## Task to carry out
Please write out exactly the lines that begin at the line containing "The automation agent needs to locate the palm frond" and run to the end of the records.
>> start
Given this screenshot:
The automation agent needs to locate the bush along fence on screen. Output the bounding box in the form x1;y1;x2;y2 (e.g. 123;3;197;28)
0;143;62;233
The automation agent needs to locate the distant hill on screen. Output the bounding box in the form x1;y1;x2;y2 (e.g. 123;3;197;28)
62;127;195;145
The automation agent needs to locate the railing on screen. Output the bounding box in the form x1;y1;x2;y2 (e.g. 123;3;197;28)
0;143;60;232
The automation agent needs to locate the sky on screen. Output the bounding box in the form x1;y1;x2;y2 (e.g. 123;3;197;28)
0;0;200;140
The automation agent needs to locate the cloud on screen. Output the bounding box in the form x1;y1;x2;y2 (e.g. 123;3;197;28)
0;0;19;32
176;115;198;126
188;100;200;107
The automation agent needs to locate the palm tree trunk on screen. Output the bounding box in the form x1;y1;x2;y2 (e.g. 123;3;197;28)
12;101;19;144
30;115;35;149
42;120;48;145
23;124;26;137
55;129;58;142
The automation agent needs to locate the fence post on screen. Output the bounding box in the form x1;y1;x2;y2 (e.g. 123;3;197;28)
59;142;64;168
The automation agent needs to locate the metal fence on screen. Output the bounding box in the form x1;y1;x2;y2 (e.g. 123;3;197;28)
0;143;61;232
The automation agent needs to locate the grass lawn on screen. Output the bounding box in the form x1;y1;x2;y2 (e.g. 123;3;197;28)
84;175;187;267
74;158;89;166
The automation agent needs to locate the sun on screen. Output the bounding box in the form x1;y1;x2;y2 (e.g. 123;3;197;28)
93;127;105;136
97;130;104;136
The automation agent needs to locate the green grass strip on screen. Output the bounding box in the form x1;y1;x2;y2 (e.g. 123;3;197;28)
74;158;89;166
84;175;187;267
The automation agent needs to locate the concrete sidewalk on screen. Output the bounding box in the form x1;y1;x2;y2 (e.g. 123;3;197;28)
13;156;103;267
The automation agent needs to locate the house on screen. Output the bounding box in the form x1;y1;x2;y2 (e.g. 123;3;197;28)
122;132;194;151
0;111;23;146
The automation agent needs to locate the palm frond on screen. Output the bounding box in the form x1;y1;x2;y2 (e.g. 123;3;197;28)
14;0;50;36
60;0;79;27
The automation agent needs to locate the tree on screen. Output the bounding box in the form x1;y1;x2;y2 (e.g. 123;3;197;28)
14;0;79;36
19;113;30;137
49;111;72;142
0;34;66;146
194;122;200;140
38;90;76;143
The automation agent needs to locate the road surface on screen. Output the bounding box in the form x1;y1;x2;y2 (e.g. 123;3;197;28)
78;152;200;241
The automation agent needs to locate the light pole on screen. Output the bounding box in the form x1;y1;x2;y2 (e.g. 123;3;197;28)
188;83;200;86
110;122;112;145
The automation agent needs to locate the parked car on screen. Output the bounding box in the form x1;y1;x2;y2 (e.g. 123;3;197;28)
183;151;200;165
>> end
## Response to this exercise
The automation agent needs to locate the palm frond on screen. Output the bounding box in the form x1;y1;x2;y2 (e.g. 123;3;197;28)
14;0;50;36
60;0;79;27
The automation agent needs to locate the tree on screen. Output the bounding box in the form x1;y1;x2;y2 (e.g. 123;3;197;28)
14;0;79;36
19;113;30;137
49;111;72;142
0;34;66;146
194;122;200;140
38;90;76;143
The automation agent needs to locate the road surface on screen. Output the bounding box in the form x1;y1;x2;y2 (e.g. 123;3;197;28)
78;152;200;241
The automation agent needs to locate the light pole on screen. Output the bounding box in the form x1;y1;x2;y2 (e.g. 123;3;197;28)
188;83;200;86
110;122;112;145
The automation agent needs to locate the parked car on screen. Output the bounding box in the form x1;y1;x2;y2 (e.g. 123;3;197;28)
183;151;200;165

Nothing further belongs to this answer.